Your task: Please return only the lines from the one showing "For every instance of the toasted" to the end of the entries, keeping both ends and dropping every picture.
━━━━━ Provided entries ━━━━━
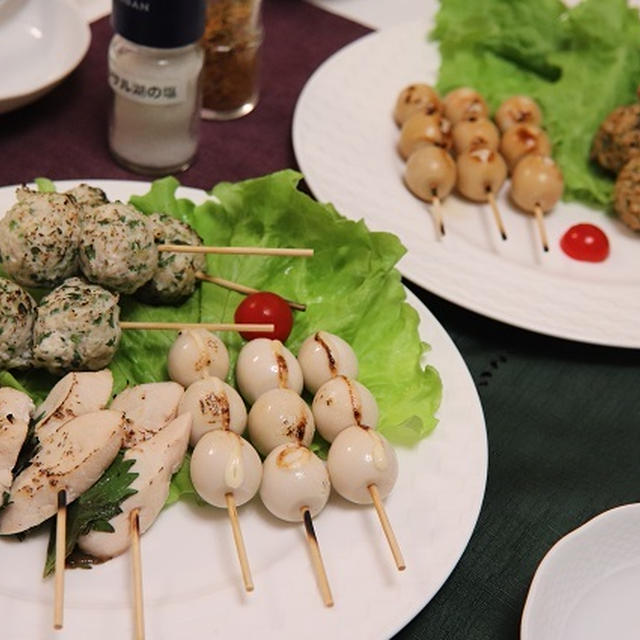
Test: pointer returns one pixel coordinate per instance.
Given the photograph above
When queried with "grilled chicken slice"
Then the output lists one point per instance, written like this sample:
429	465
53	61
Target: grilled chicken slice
71	458
148	409
77	393
156	460
16	409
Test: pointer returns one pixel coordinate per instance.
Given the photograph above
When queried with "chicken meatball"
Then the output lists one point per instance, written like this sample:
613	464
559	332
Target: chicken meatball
618	138
76	327
117	249
39	238
175	275
626	200
17	313
87	196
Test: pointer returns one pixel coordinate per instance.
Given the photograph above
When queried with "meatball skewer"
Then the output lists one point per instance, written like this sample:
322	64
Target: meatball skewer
77	326
226	471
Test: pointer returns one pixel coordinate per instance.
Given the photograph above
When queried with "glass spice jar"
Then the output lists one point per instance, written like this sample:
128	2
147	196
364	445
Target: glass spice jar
231	42
155	63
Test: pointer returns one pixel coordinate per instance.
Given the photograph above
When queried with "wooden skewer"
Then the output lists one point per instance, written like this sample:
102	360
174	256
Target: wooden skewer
61	544
316	558
134	521
248	251
211	326
496	214
437	213
541	227
386	527
240	288
237	538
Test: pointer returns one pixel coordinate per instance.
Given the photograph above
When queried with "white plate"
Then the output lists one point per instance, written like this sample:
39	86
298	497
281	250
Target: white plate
41	42
587	586
191	579
344	139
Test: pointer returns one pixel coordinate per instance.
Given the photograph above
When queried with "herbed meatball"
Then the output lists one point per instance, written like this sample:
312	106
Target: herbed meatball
117	249
626	201
87	196
39	238
175	275
618	138
17	313
77	327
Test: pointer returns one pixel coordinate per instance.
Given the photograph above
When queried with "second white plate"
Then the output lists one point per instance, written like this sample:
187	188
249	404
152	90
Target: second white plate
41	42
586	587
345	142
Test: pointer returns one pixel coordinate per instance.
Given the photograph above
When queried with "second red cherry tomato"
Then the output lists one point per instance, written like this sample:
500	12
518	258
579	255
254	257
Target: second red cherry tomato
265	307
585	242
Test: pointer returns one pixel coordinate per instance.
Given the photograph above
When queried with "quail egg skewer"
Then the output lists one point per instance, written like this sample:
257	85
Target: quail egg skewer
323	356
340	403
363	469
226	472
430	174
279	416
481	174
265	364
536	186
295	487
197	354
415	98
214	405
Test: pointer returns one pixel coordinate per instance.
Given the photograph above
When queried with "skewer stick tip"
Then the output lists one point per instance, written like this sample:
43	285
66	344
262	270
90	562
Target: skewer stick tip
386	527
134	522
61	543
316	558
239	542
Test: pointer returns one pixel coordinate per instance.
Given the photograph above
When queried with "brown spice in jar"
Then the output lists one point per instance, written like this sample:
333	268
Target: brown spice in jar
231	41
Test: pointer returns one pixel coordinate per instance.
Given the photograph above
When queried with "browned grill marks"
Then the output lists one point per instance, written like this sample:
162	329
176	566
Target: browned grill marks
330	358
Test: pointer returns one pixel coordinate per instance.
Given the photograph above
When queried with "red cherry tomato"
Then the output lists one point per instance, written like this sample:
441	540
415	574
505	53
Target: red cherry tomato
585	242
265	307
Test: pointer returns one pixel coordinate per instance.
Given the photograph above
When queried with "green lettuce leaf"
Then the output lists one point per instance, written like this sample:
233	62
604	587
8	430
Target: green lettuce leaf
579	64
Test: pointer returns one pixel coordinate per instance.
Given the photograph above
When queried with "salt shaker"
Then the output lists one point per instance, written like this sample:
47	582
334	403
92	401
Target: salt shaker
155	64
232	43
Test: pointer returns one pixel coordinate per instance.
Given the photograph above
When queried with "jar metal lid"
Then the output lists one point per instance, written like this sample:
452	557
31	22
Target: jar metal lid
164	24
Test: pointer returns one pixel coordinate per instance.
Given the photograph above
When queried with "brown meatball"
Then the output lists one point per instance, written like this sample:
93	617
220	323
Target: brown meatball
626	200
618	138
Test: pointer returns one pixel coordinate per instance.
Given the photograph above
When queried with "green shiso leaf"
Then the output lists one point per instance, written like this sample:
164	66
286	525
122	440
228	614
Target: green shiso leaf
95	507
579	64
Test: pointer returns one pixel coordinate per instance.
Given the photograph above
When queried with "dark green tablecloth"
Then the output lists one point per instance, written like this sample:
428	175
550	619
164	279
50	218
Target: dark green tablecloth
563	422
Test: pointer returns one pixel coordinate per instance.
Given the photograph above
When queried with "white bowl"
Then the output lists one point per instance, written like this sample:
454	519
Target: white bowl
41	42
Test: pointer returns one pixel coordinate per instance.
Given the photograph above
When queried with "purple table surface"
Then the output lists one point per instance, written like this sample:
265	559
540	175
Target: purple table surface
64	134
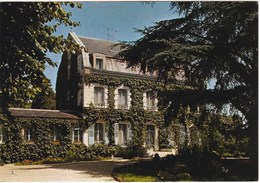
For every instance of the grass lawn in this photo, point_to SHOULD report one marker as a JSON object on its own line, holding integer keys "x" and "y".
{"x": 172, "y": 170}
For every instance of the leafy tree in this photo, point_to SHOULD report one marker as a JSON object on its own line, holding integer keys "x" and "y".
{"x": 209, "y": 41}
{"x": 26, "y": 35}
{"x": 46, "y": 99}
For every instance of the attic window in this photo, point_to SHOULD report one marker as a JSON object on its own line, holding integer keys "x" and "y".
{"x": 99, "y": 63}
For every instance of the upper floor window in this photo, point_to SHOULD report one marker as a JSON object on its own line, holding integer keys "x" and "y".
{"x": 3, "y": 135}
{"x": 150, "y": 136}
{"x": 77, "y": 136}
{"x": 122, "y": 99}
{"x": 99, "y": 133}
{"x": 150, "y": 100}
{"x": 99, "y": 63}
{"x": 55, "y": 134}
{"x": 99, "y": 97}
{"x": 28, "y": 134}
{"x": 123, "y": 134}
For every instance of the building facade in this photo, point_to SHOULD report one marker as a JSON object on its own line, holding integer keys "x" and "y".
{"x": 118, "y": 104}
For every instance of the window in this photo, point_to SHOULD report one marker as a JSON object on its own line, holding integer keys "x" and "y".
{"x": 123, "y": 134}
{"x": 28, "y": 134}
{"x": 150, "y": 136}
{"x": 77, "y": 135}
{"x": 150, "y": 100}
{"x": 122, "y": 99}
{"x": 3, "y": 135}
{"x": 99, "y": 97}
{"x": 99, "y": 63}
{"x": 55, "y": 134}
{"x": 99, "y": 133}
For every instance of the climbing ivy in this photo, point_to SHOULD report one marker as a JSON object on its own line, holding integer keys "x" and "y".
{"x": 136, "y": 116}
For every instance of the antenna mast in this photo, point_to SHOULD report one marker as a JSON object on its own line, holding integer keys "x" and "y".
{"x": 108, "y": 32}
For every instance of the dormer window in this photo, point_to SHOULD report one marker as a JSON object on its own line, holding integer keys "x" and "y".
{"x": 99, "y": 63}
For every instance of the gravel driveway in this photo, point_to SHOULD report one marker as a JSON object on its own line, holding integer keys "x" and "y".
{"x": 87, "y": 171}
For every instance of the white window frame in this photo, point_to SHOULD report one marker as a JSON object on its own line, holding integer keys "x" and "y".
{"x": 126, "y": 134}
{"x": 117, "y": 97}
{"x": 98, "y": 103}
{"x": 28, "y": 134}
{"x": 3, "y": 135}
{"x": 99, "y": 63}
{"x": 150, "y": 100}
{"x": 150, "y": 142}
{"x": 55, "y": 134}
{"x": 97, "y": 135}
{"x": 79, "y": 134}
{"x": 121, "y": 97}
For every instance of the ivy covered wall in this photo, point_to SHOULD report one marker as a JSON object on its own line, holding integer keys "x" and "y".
{"x": 137, "y": 116}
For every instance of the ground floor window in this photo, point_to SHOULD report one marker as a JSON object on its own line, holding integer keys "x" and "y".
{"x": 3, "y": 135}
{"x": 77, "y": 135}
{"x": 150, "y": 135}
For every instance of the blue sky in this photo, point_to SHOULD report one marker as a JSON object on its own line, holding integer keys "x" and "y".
{"x": 122, "y": 17}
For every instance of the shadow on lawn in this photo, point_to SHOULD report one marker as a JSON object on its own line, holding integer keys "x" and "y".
{"x": 93, "y": 168}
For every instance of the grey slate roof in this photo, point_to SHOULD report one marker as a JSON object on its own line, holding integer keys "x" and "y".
{"x": 43, "y": 113}
{"x": 108, "y": 48}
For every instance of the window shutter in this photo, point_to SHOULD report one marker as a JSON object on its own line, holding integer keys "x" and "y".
{"x": 105, "y": 134}
{"x": 116, "y": 133}
{"x": 72, "y": 134}
{"x": 91, "y": 135}
{"x": 129, "y": 136}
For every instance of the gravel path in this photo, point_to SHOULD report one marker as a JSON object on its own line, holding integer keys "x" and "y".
{"x": 87, "y": 171}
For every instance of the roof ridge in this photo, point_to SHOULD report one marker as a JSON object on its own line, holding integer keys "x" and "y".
{"x": 98, "y": 39}
{"x": 49, "y": 110}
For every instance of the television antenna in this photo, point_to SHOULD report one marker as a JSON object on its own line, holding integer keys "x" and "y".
{"x": 109, "y": 32}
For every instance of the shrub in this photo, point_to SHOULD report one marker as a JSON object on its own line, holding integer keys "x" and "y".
{"x": 132, "y": 152}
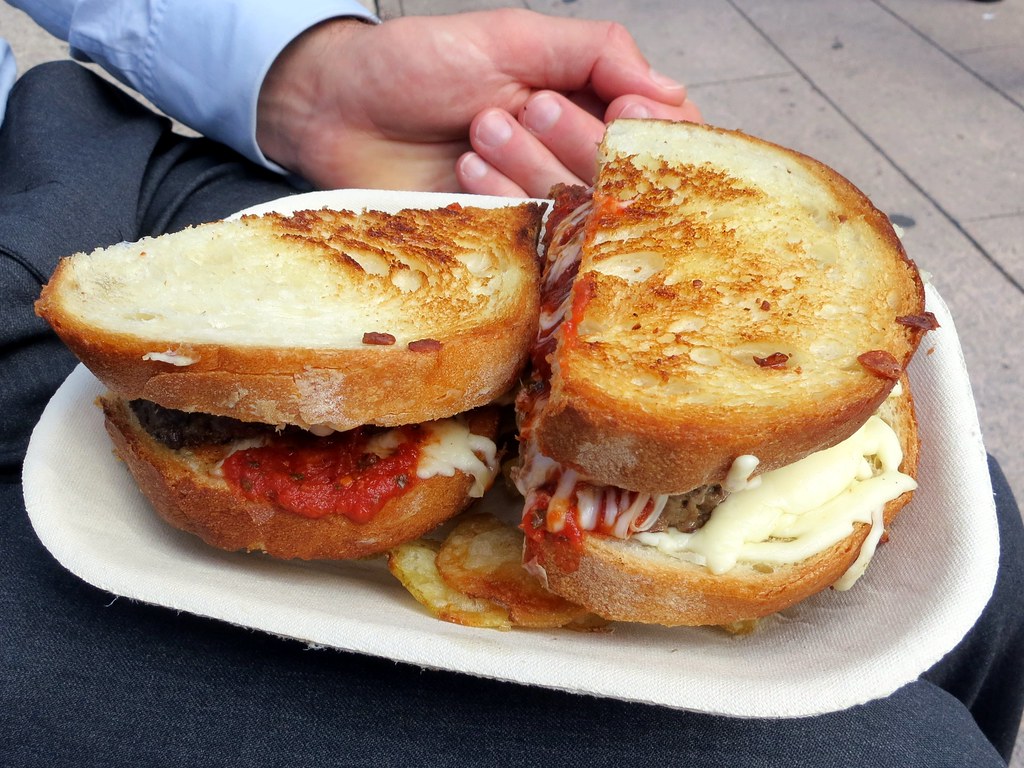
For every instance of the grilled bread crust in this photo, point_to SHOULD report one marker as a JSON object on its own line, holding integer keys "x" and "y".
{"x": 263, "y": 318}
{"x": 186, "y": 495}
{"x": 629, "y": 582}
{"x": 708, "y": 251}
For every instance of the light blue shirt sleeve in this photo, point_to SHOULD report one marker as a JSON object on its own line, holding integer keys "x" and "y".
{"x": 7, "y": 70}
{"x": 202, "y": 61}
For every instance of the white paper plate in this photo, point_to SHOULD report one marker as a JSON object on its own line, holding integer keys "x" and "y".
{"x": 924, "y": 590}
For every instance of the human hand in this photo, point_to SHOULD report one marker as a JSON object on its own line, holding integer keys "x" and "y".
{"x": 411, "y": 103}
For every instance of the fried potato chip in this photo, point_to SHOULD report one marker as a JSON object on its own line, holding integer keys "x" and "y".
{"x": 482, "y": 558}
{"x": 414, "y": 564}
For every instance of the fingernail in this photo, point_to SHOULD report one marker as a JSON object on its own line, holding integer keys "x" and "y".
{"x": 635, "y": 111}
{"x": 542, "y": 113}
{"x": 494, "y": 130}
{"x": 473, "y": 167}
{"x": 665, "y": 82}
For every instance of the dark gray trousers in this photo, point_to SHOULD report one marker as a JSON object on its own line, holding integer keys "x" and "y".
{"x": 86, "y": 680}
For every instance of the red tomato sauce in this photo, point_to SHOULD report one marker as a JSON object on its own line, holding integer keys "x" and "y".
{"x": 318, "y": 476}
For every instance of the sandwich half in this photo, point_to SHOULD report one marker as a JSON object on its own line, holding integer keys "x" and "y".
{"x": 316, "y": 385}
{"x": 718, "y": 424}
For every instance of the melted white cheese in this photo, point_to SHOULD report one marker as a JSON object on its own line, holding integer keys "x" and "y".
{"x": 452, "y": 446}
{"x": 801, "y": 509}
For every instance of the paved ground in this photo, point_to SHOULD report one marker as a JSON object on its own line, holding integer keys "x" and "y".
{"x": 920, "y": 102}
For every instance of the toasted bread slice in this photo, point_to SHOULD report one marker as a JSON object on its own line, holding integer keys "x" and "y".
{"x": 317, "y": 318}
{"x": 188, "y": 492}
{"x": 629, "y": 581}
{"x": 733, "y": 298}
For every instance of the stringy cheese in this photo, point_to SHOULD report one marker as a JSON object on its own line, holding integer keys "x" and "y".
{"x": 452, "y": 446}
{"x": 802, "y": 509}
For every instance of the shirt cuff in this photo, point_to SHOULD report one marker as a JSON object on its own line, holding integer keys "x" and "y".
{"x": 204, "y": 62}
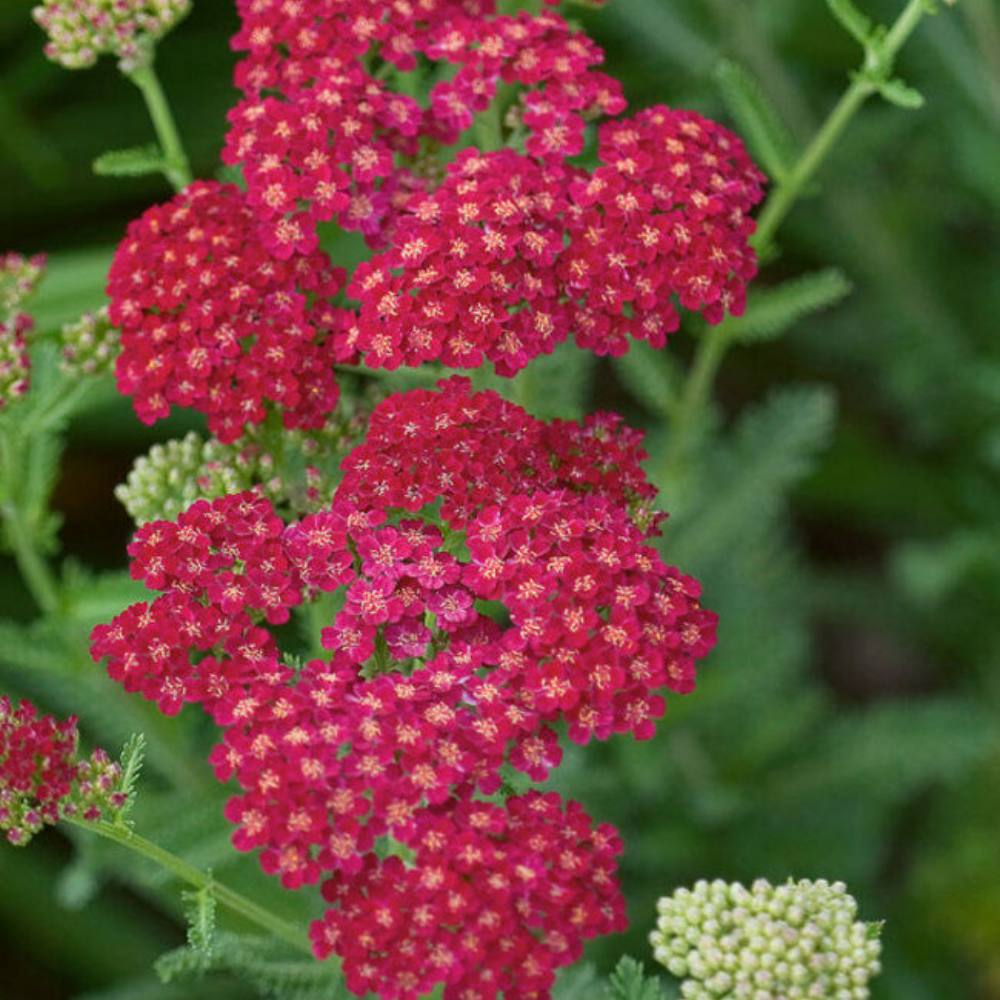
━━━━━
Solved exercise:
For every instance of the toasted bread slice in this photo, point_to SHOULD report one marker as a JSON object on its own line, holding integer keys "x" and "y".
{"x": 317, "y": 318}
{"x": 188, "y": 492}
{"x": 629, "y": 581}
{"x": 733, "y": 298}
For every instance of the stringy cheese in this photo, point_to SHOULD report one marker as a JSON object on its own line, holding integer keys "x" and "y".
{"x": 452, "y": 446}
{"x": 802, "y": 509}
For every instance of the shirt cuff in this photo, point_to SHOULD report one marker as a JSON object on its own line, holding integer keys "x" and "y".
{"x": 204, "y": 62}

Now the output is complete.